── Extrait fourni ──
Délibérations du comité sénatorial spécial sur la
Loi antiterroriste
Fascicule 3 - Quatrième rapport du comité
Le mercredi 28 mars 2007
Le Comité sénatorial spécial sur la Loi antiterroriste a l'honneur de déposer son
QUATRIÈME RAPPORT
Votre Comité, qui a été autorisé par le Sénat le mardi 2 mai 2006 à procéder à un examen approfondi des dispositions et de l'application de la Loi antiterroriste (L.C. 2001, ch. 41), dépose maintenant un rapport intérimaire qui comprend d'autres observations sur certaines questions qu'il a abordées dans son troisième rapport déposé au Sénat le 22 février 2007.
Dans son rapport principal intitulé Justice fondamentale dans des temps exceptionnels, le Comité a indiqué qu'il pourrait présenter un rapport de suivi afin de formuler des commentaires sur les faits nouveaux qui toucheraient la Loi antiterroriste et le cadre de sécurité nationale du Canada à la suite du dépôt du rapport principal au Sénat le 22 février 2007. Le lendemain, la Cour suprême du Canada a rendu sa décision dans l'arrêt Charkaoui c. Canada (Citoyenneté et Immigration), 2007 SCC 9, concernant la constitutionnalité du régime de certificats de sécurité.
Nous constatons que la décision du plus haut tribunal du pays est en grande partie compatible avec les recommandations du Comité quant à la nécessité de nommer un intervenant spécial dans les procédures liées à la lutte contre le terrorisme lorsque des renseignements sont dissimulés à la partie concernée, et à ses recommandations pour un renforcement de l'équité procédurale lorsqu'une personne est détenue et fait l'objet d'une expulsion en vertu d'un certificat de sécurité. La Cour suprême a tout d'abord conclu que la Loi sur l'immigration et la protection des réfugiés (LIPR) contrevient de manière injustifiable à la Charte en autorisant la délivrance d'un certificat de sécurité sur la foi de documents secrets, sans prévoir la participation d'un représentant indépendant durant l'examen judiciaire pour protéger les intérêts de la personne désignée (par. 3). Le processus actuel n'est pas conforme aux principes de justice fondamentale, car il empêche la personne désignée de connaître les allégations et les affirmations invoquées contre elle et, par conséquent, de contester la thèse du gouvernement (par. 65).
La Cour suprême a estimé que des mécanismes conçus au Canada et à l'étranger peuvent faire davantage pour protéger les individus tout en préservant la confidentialité des renseignements sensibles, mais elle laisse au législateur le soin de déterminer précisément les changements et les améliorations à apporter au régime de certificats de sécurité. Le Comité a déjà fait connaître quelques-unes des mesures qu'il juge nécessaires : il réclame notamment l'établissement d'une liste d'avocats possédant une autorisation de sécurité et une expérience adéquate, financés par le gouvernement, sans toutefois être aucunement liés à celui-ci, qui représenteraient les intérêts de la partie concernée ainsi que l'intérêt du public dans les procédures où la divulgation de renseignements est refusée à une partie pour des motifs de sécurité nationale (recommandations 7 et 9 du rapport principal).
───
**À faire**
[1] Répondez à ces questions d'après l'extrait fourni, une réponse par ligne, marquée comme la question :
(a) Quel jour le Sénat a-t-il autorisé le Comité à examiner la Loi antiterroriste ?
(b) Quel est le titre du rapport principal du Comité ?
(c) Quelles recommandations du rapport principal réclament une liste d'avocats possédant une autorisation de sécurité ?
[2] Prolongez l'extrait fourni sur le rapport du comité sénatorial à partir de la fin de sa dernière phrase.
── Données fournies ──
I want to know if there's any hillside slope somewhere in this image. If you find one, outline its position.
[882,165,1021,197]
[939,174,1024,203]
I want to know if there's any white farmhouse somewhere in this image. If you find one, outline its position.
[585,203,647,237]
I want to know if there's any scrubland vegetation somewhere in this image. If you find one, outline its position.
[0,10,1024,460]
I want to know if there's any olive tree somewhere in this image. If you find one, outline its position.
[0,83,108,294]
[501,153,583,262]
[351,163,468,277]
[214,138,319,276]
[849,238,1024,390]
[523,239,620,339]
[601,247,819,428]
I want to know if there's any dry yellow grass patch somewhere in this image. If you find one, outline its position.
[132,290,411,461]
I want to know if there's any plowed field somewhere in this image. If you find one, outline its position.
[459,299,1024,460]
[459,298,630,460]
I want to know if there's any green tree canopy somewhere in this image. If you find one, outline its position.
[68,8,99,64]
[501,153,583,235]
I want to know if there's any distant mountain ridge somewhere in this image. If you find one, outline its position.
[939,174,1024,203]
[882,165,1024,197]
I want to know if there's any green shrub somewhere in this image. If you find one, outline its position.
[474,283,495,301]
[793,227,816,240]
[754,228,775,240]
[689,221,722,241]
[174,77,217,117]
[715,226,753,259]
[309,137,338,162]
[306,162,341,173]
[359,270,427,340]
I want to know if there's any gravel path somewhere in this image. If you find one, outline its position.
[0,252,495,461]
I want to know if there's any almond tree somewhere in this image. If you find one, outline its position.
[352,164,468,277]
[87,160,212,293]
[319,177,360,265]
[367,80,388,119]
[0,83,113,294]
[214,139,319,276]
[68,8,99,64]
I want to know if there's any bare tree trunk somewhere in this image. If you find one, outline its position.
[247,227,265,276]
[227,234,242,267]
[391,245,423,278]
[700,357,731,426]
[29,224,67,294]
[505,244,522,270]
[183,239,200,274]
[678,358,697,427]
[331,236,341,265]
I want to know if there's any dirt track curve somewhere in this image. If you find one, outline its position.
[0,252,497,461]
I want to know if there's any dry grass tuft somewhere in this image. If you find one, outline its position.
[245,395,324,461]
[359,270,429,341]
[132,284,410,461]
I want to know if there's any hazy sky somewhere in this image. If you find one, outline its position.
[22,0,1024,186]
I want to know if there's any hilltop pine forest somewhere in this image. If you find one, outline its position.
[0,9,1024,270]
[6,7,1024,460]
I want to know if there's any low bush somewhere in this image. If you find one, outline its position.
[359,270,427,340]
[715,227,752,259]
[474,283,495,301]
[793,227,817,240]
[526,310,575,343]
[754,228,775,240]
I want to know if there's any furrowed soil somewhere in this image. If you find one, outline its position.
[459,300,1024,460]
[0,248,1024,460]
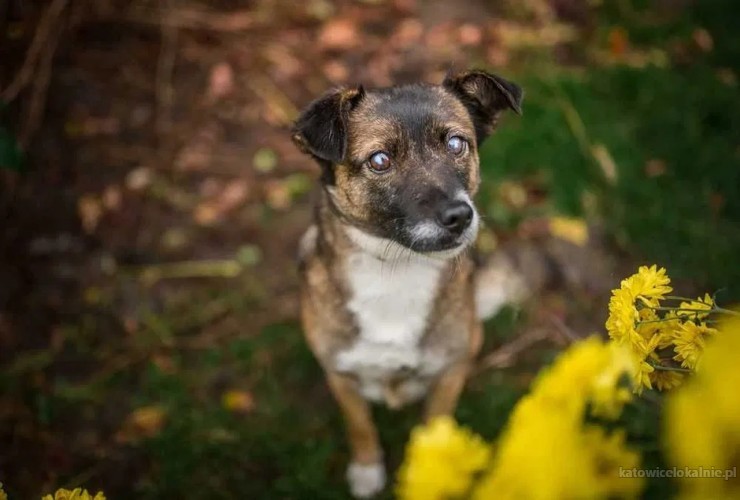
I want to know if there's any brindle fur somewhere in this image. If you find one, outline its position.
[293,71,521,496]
───
── Données fournies ──
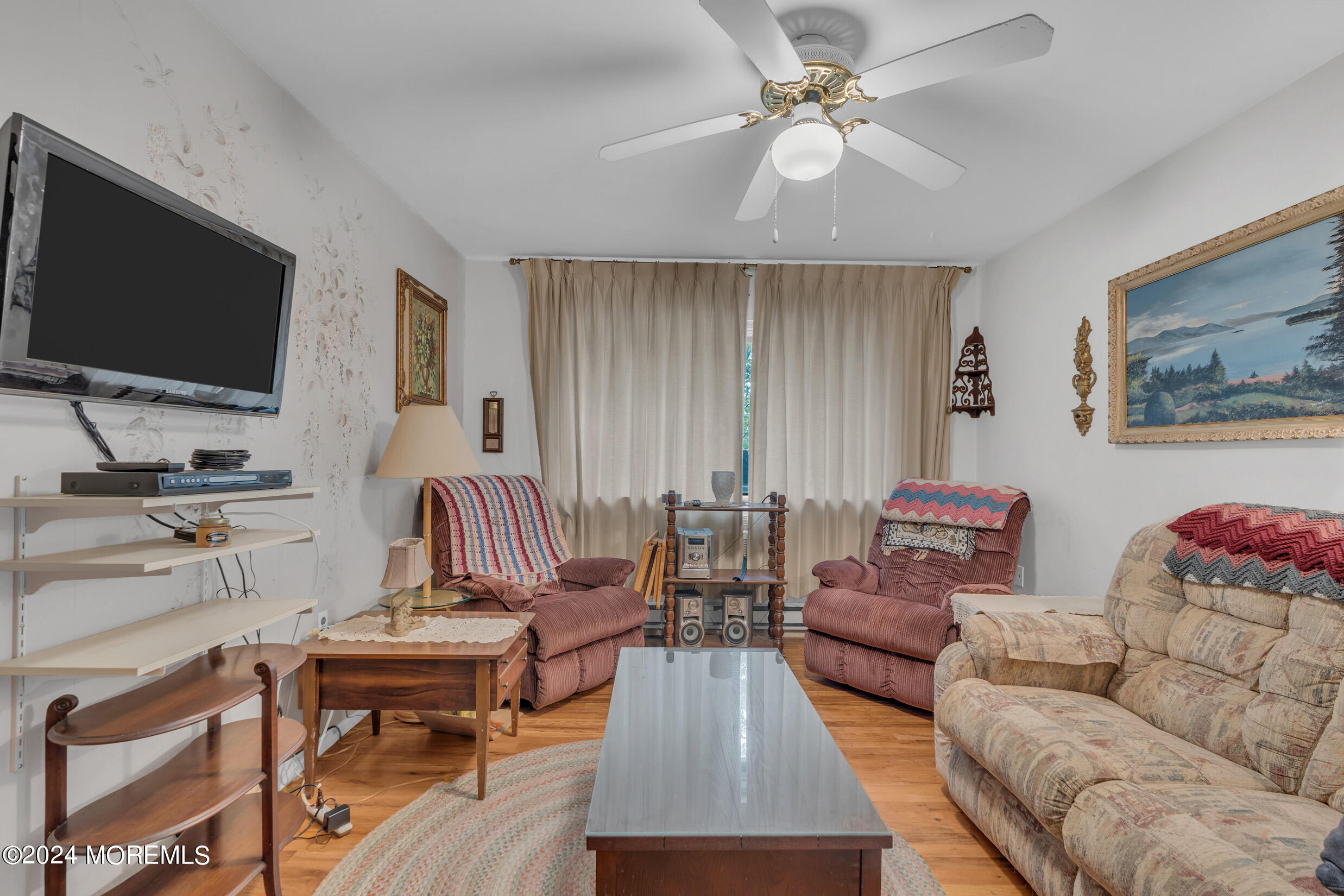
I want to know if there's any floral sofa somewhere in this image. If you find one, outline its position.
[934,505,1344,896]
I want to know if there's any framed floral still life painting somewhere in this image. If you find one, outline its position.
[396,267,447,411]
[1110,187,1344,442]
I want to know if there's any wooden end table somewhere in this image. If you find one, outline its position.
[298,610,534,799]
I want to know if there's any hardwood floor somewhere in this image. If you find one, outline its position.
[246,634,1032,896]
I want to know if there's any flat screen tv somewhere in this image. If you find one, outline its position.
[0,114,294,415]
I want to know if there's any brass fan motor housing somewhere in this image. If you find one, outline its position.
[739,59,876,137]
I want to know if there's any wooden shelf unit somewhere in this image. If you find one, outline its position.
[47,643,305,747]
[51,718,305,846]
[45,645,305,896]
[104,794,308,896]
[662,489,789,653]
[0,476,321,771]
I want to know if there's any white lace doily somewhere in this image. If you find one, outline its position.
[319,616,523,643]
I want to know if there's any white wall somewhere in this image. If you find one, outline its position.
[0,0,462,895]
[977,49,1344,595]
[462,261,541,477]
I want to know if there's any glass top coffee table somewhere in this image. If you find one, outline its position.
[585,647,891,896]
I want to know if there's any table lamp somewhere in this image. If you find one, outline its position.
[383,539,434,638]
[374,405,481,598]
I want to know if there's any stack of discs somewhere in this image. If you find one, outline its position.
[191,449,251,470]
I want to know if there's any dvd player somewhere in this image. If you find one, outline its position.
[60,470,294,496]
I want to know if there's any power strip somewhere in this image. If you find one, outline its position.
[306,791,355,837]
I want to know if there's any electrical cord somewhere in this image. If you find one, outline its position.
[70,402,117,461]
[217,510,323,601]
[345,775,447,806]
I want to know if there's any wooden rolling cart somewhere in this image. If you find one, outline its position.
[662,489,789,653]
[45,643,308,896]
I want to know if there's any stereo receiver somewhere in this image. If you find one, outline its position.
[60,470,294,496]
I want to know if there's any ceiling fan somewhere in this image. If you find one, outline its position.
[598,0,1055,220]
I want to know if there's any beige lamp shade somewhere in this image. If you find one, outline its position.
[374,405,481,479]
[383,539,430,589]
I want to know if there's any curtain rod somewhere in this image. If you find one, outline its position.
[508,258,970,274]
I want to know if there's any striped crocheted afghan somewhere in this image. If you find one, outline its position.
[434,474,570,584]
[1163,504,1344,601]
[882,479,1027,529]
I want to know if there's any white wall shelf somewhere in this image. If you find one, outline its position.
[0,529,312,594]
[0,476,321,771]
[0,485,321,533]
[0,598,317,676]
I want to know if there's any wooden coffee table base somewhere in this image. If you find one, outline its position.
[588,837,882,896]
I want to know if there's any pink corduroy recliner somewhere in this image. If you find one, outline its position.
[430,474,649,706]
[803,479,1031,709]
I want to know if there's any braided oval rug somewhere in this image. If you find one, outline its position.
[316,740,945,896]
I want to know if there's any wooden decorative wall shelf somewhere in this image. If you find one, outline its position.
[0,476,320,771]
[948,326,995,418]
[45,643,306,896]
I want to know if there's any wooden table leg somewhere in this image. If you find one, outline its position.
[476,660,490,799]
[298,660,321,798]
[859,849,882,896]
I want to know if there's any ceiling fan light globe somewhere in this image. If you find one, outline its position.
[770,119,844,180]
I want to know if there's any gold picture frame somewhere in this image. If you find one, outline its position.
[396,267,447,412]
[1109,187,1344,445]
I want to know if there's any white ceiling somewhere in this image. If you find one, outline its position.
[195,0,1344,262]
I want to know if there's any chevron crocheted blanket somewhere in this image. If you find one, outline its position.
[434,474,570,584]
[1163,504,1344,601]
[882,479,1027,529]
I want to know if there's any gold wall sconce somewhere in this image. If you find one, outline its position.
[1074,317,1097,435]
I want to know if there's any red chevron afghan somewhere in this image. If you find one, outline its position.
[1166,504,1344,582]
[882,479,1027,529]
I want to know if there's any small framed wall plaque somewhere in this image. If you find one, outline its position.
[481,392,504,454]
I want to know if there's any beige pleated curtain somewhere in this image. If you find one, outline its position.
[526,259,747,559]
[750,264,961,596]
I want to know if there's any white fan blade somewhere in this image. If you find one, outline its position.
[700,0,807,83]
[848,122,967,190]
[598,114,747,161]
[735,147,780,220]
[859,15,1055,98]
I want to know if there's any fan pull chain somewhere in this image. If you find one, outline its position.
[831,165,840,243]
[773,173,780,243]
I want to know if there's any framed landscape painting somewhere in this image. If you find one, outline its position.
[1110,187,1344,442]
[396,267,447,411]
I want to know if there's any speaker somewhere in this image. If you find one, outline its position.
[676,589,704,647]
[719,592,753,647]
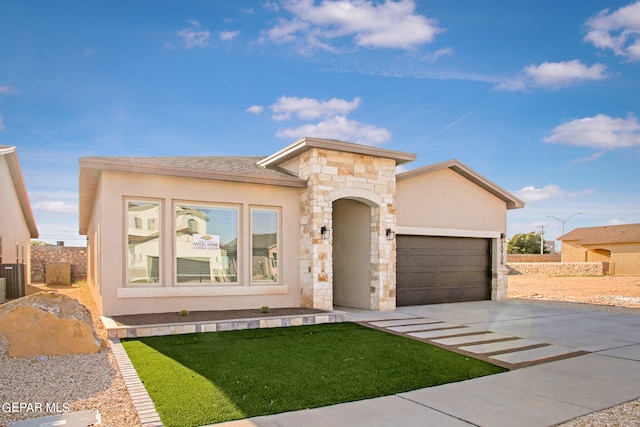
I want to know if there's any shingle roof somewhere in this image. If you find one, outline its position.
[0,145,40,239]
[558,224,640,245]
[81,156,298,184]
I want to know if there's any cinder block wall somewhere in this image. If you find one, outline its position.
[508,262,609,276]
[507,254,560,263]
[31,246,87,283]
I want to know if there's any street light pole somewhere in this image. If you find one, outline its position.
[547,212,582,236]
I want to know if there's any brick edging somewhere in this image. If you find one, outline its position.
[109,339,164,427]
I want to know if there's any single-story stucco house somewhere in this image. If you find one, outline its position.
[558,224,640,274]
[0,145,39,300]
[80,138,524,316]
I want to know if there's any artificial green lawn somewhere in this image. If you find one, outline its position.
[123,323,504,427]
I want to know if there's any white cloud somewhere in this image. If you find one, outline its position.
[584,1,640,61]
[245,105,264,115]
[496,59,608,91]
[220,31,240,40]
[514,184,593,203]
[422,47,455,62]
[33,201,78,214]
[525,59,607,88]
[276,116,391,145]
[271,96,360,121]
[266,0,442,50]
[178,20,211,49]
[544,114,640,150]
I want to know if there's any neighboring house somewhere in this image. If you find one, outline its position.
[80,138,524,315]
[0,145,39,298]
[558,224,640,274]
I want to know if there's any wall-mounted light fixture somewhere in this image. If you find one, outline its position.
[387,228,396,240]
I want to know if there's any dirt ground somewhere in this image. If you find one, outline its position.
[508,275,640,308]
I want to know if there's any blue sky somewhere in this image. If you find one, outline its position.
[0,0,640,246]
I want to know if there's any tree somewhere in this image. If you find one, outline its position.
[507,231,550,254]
───
**Réponses données**
[1]
(a) Le mardi 2 mai 2006.
(b) Justice fondamentale dans des temps exceptionnels.
(c) Les recommandations 7 et 9.

[2]
Bien que la Cour suprême se soit prononcée sur la constitutionnalité uniquement u régime de certificats de sécurité, nous pressons le gouvernement, comme le recommande notre rapport, de nommer un intervenant spécial dans toutes les procédures où la confidentialité des renseignements empêche une personne de bénéficier d'une défense pleine et entière, notamment dans les situations suivantes : l'examen judiciaire d'une décision d'inscrire une entité terroriste sur une liste en vertu du Code criminel et d'autres régimes d'inscription, l'examen judiciaire d'un certificat ayant pour effet de refuser ou de retirer le statut d'organisme de bienfaisance aux termes de la Loi sur l'enregistrement des organismes de bienfaisance (renseignements de sécurité) et les demandes déposées aux termes de la Loi sur la preuve au Canada relativement à la divulgation de renseignements ou à l'annulation d'un certificat délivré par le procureur général du Canada pour interdire la divulgation de renseignements. Compte tenu de l'applicabilité de l'opinion exprimée par la Cour suprême à d'autres procédures antiterroristes, le gouvernement ne devrait certes pas limiter la nomination d'un intervenant spécial aux procédures engagées en vertu de la LIPR.
En outre, nous réitérons notre recommandation no 8, à savoir que l'intervenant spécial puisse communiquer avec la partie visée tout au long de la procédure après avoir pris connaissance des renseignements confidentiels, sous réserve de l'établissement de lignes directrices et de politiques garantissant le secret de ces renseignements et des intérêts de sécurité nationale. Comme le Comité l'a fait auparavant, la Cour suprême critique l'approche du Royaume-Uni qui, en général, empêche les intervenants spéciaux de recevoir les instructions de la partie visée une fois qu'ils ont pris connaissance des documents confidentiels (par. 83).
La deuxième conclusion importante de la Cour suprême est que l'absence de réexamen de la détention des étrangers, avant que ne se soient écoulés 120 jours après la confirmation judiciaire du caractère raisonnable du certificat, porte atteinte de façon injustifiable à la protection contre la détention arbitraire et au droit de faire contrôler promptement la légalité de la détention, garantis par la Charte (par. 91). Le lendemain du jour où le Comité invitait le gouvernement à faire pareil dans sa recommandation no 30, le plus haut tribunal du pays a immédiatement fait inclure les étrangers à l'article 83 de la LIPR de façon qu'ils soient admissibles à un réexamen de leur détention dans un délai de 48 heures.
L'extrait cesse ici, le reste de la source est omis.